- **Aim of the task**
Copy each line of the listing below exactly.
• • • • •
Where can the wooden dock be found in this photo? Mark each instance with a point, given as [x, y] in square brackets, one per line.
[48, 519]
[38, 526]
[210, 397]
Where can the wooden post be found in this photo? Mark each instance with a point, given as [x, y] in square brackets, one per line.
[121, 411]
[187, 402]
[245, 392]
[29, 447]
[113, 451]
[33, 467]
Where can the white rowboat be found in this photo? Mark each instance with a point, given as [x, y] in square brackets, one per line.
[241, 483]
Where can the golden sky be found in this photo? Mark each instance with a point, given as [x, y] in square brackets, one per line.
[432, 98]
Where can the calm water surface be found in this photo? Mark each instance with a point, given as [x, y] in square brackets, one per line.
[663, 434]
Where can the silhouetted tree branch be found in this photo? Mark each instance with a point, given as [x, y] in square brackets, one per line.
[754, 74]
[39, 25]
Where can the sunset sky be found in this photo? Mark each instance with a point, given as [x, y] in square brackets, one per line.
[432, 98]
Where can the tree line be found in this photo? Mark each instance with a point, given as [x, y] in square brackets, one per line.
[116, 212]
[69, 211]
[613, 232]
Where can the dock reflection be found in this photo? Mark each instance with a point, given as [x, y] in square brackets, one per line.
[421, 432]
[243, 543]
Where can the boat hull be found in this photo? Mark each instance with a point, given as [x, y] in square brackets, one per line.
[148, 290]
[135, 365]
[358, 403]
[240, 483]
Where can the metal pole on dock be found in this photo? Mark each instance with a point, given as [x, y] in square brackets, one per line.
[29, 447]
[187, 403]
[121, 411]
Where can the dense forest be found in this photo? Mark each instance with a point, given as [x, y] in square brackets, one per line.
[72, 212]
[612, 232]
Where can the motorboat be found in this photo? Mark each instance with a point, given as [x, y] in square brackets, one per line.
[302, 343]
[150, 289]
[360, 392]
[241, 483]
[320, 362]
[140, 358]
• • • • •
- **Answer to the task**
Where can the wooden dock be found in this photo? Mark each instance with a point, given as [x, y] in square brackets, one per line.
[48, 519]
[38, 526]
[210, 397]
Where can the wooden post be found in this photo? Mark each instance with a point, given as [x, y] in square brackets, one per line.
[121, 411]
[187, 402]
[245, 392]
[29, 447]
[113, 451]
[33, 467]
Where can the white rowboat be found in this photo? Mark each instance with a point, given as [x, y] in square brackets, one per line.
[241, 483]
Where can the golden sky be found in this photo? Mark each instance with a point, given as [x, y] in square brackets, one per line.
[432, 98]
Where can the calm water surface be found in this photo? Mark each instance with a point, given as [x, y] in square brackets, one per line.
[663, 434]
Where can the silhouetted tree branch be found in this photo? Mark each instance with a point, given as [x, y] in square brackets, one per line.
[754, 74]
[39, 25]
Where can the sunset sky be found in this photo? Mark each instance with a point, given as [x, y] in square brackets, one per line.
[432, 98]
Where can the tree line be found in this photo? Mark each instance with a point, given as [x, y] in square brackets, one per line.
[116, 212]
[69, 211]
[613, 232]
Where can the dock reflection be found in this photo? Mark each instance with a point, given as [x, y] in square brackets, one per line.
[421, 432]
[243, 543]
Where can the boat hull be found in this photo? Mark each instance with a point, given as [x, y] in square brackets, one per line.
[148, 290]
[135, 365]
[358, 403]
[240, 483]
Where can the metal pole on dock be found in this photo? Mark each instance with a point, given as [x, y] in square brackets, one per line.
[29, 447]
[187, 403]
[121, 411]
Where can the dense forest be found in this photo? Mark each instance with a point, given as [x, y] in square brackets, one per line.
[72, 212]
[612, 232]
Where can the motorboat be found in this photo? Mark each instance with a point, given as [x, y] in square brackets, one per line.
[302, 343]
[150, 289]
[360, 392]
[241, 483]
[320, 362]
[140, 358]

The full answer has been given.